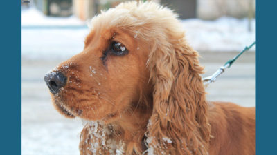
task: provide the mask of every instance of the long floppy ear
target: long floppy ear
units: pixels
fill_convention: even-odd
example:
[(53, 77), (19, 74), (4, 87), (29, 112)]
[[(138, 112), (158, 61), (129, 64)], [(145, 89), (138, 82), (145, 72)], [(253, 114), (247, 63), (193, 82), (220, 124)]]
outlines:
[(154, 90), (148, 154), (206, 155), (211, 127), (200, 76), (203, 68), (184, 33), (168, 34), (159, 38), (148, 63)]

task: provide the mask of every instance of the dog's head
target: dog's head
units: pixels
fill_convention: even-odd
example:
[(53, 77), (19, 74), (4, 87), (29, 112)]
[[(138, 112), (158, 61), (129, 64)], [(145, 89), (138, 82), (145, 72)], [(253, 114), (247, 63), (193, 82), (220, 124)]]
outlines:
[[(147, 104), (150, 146), (189, 154), (188, 142), (206, 154), (203, 68), (177, 15), (154, 3), (128, 2), (95, 17), (91, 27), (83, 51), (44, 78), (57, 110), (107, 123)], [(161, 143), (164, 137), (172, 143)]]

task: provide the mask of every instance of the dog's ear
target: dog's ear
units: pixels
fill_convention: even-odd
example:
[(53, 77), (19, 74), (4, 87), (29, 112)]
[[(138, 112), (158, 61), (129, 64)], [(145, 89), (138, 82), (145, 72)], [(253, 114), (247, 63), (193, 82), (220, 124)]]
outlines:
[(210, 125), (198, 54), (184, 34), (169, 33), (153, 43), (148, 67), (154, 85), (148, 126), (148, 152), (208, 154)]

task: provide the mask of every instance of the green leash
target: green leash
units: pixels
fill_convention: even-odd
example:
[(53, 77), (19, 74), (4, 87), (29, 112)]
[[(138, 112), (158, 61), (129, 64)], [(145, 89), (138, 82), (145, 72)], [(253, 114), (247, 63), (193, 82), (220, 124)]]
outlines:
[(231, 65), (232, 65), (232, 64), (238, 59), (238, 58), (240, 56), (240, 55), (242, 55), (244, 52), (249, 51), (254, 45), (255, 41), (249, 47), (245, 47), (245, 48), (234, 58), (227, 61), (227, 62), (226, 62), (224, 65), (220, 67), (213, 75), (206, 78), (203, 78), (202, 81), (204, 85), (208, 86), (210, 83), (215, 82), (217, 78), (224, 72), (226, 68), (229, 68)]

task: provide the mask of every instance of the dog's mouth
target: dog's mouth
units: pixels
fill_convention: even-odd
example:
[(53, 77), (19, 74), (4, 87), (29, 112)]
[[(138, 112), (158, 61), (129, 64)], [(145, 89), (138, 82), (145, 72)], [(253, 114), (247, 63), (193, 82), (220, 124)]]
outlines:
[(59, 108), (60, 112), (62, 112), (64, 114), (65, 114), (66, 116), (69, 117), (69, 118), (75, 118), (75, 116), (71, 113), (69, 111), (68, 111), (67, 110), (66, 110), (64, 107), (62, 107), (62, 105), (55, 103), (57, 107)]

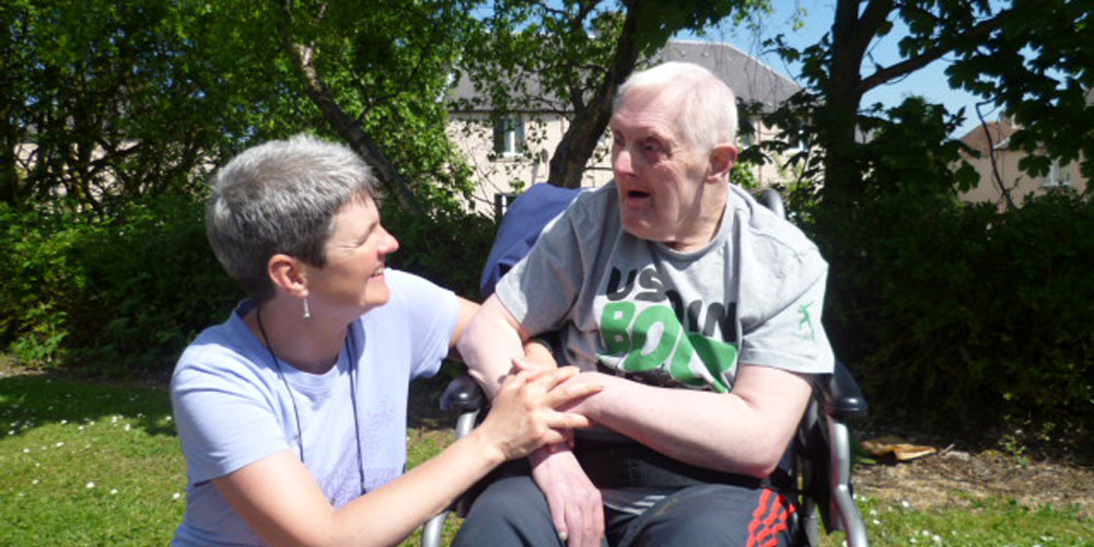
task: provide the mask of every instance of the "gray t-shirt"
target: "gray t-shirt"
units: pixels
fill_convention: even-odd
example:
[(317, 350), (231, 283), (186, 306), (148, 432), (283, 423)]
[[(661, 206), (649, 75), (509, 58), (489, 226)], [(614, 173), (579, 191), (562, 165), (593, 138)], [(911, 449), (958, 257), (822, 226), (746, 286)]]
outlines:
[(724, 393), (738, 362), (831, 372), (827, 271), (798, 228), (736, 186), (714, 238), (678, 253), (622, 230), (612, 183), (552, 221), (498, 296), (528, 333), (560, 330), (582, 370)]

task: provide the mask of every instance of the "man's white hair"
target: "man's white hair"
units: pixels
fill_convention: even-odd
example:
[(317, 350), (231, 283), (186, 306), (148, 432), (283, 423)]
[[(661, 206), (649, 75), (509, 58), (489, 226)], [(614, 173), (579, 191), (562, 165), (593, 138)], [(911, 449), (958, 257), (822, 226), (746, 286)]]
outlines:
[(736, 143), (737, 103), (733, 90), (709, 70), (691, 62), (663, 62), (632, 73), (619, 86), (613, 112), (635, 91), (672, 94), (678, 105), (680, 136), (697, 150)]

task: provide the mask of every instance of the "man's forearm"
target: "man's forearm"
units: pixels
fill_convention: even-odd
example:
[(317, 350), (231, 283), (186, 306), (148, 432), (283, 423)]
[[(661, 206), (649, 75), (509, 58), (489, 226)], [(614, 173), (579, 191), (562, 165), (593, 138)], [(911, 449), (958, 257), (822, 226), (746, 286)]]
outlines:
[(675, 459), (757, 477), (778, 465), (810, 396), (801, 377), (766, 368), (738, 377), (730, 394), (581, 376), (605, 388), (574, 411)]
[(512, 369), (513, 358), (524, 358), (515, 319), (497, 296), (487, 299), (472, 317), (457, 348), (472, 377), (491, 399)]

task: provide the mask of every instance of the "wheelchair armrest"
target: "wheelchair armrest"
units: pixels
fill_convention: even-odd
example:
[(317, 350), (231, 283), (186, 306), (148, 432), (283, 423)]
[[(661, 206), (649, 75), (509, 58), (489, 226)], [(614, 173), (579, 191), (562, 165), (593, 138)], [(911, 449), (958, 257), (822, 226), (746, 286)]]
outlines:
[(451, 412), (474, 412), (486, 406), (486, 396), (478, 383), (467, 374), (462, 374), (449, 383), (441, 394), (441, 410)]
[(843, 363), (836, 361), (830, 375), (818, 382), (825, 414), (838, 420), (862, 418), (869, 410), (866, 398), (862, 396), (859, 383)]

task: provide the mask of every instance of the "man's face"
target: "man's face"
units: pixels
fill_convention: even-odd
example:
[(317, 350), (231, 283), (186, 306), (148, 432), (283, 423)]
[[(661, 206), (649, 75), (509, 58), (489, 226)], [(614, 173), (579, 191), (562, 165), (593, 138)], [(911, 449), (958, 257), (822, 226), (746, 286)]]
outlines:
[(700, 226), (708, 153), (680, 135), (672, 94), (628, 92), (608, 124), (622, 228), (676, 247)]

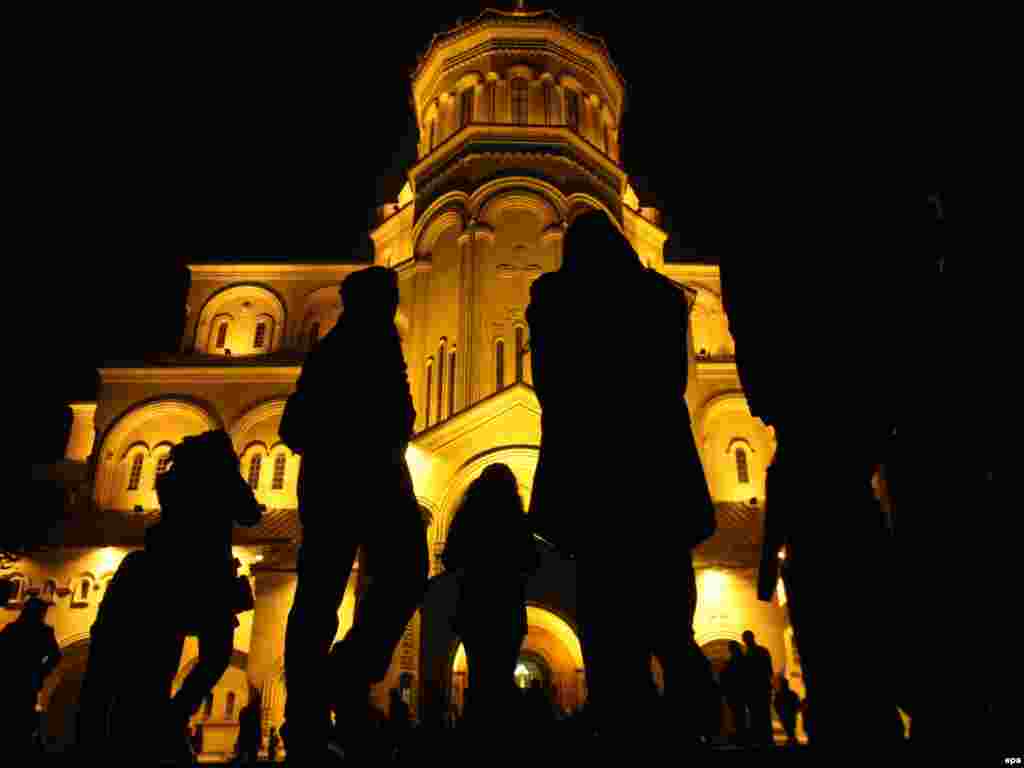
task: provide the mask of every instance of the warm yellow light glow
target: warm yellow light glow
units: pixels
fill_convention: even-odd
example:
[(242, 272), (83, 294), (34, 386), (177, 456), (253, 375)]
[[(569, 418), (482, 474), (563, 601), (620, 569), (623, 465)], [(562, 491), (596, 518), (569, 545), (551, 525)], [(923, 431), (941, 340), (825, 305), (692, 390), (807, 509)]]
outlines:
[(413, 475), (413, 484), (419, 487), (430, 474), (433, 460), (423, 449), (411, 444), (406, 451), (406, 461), (409, 462), (409, 471)]
[(106, 572), (117, 569), (121, 562), (121, 553), (114, 547), (103, 547), (99, 550), (99, 571)]
[(700, 597), (711, 602), (720, 602), (725, 594), (725, 573), (709, 568), (700, 574)]

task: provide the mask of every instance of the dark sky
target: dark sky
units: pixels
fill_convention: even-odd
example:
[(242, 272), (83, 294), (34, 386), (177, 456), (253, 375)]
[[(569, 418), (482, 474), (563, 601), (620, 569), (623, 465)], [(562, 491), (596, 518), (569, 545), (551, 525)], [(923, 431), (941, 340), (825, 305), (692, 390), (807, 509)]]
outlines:
[[(369, 257), (373, 209), (415, 160), (416, 56), (485, 4), (342, 7), (357, 10), (66, 17), (42, 36), (26, 65), (41, 84), (26, 116), (30, 271), (49, 305), (30, 334), (33, 461), (60, 456), (62, 406), (95, 397), (102, 360), (177, 348), (186, 262)], [(553, 7), (585, 14), (624, 74), (624, 164), (669, 214), (674, 249), (714, 238), (709, 201), (752, 183), (773, 195), (798, 157), (820, 168), (884, 146), (927, 175), (956, 142), (963, 54), (929, 38), (930, 19), (900, 37), (881, 19)]]

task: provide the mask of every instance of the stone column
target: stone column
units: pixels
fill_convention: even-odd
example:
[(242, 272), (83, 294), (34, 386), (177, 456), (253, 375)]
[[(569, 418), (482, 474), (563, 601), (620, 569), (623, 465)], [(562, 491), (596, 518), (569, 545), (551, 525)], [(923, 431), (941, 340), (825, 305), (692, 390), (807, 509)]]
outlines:
[(85, 462), (92, 455), (92, 446), (96, 440), (96, 403), (73, 402), (71, 413), (73, 421), (65, 459)]
[[(473, 404), (473, 316), (476, 313), (475, 284), (476, 261), (473, 253), (474, 221), (459, 236), (459, 338), (456, 347), (457, 382), (455, 411), (458, 413)], [(454, 414), (453, 414), (454, 415)]]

What you have to do:
Format the lines from the line with "task: provide the mask of every instance of the green" to the line with "68), (229, 68)]", both included, as a JSON list of strings with one string per line and blank lines omitted.

Response to this task:
[
  "task: provide the mask of every instance of the green leash",
  "target: green leash",
  "units: pixels",
  "fill_convention: even-odd",
  "example:",
  "[(53, 77), (19, 74), (4, 87), (29, 112)]",
  "[[(138, 112), (158, 61), (129, 64)], [(145, 89), (138, 82), (145, 72)], [(253, 114), (247, 63), (193, 82), (220, 124)]]",
  "outlines:",
  "[(231, 65), (232, 65), (232, 64), (238, 59), (238, 58), (240, 56), (240, 55), (242, 55), (244, 52), (249, 51), (254, 45), (255, 41), (249, 47), (245, 47), (245, 48), (234, 58), (227, 61), (227, 62), (226, 62), (224, 65), (220, 67), (213, 75), (206, 78), (203, 78), (202, 81), (204, 85), (208, 86), (210, 83), (215, 82), (217, 78), (224, 72), (226, 68), (229, 68)]"
]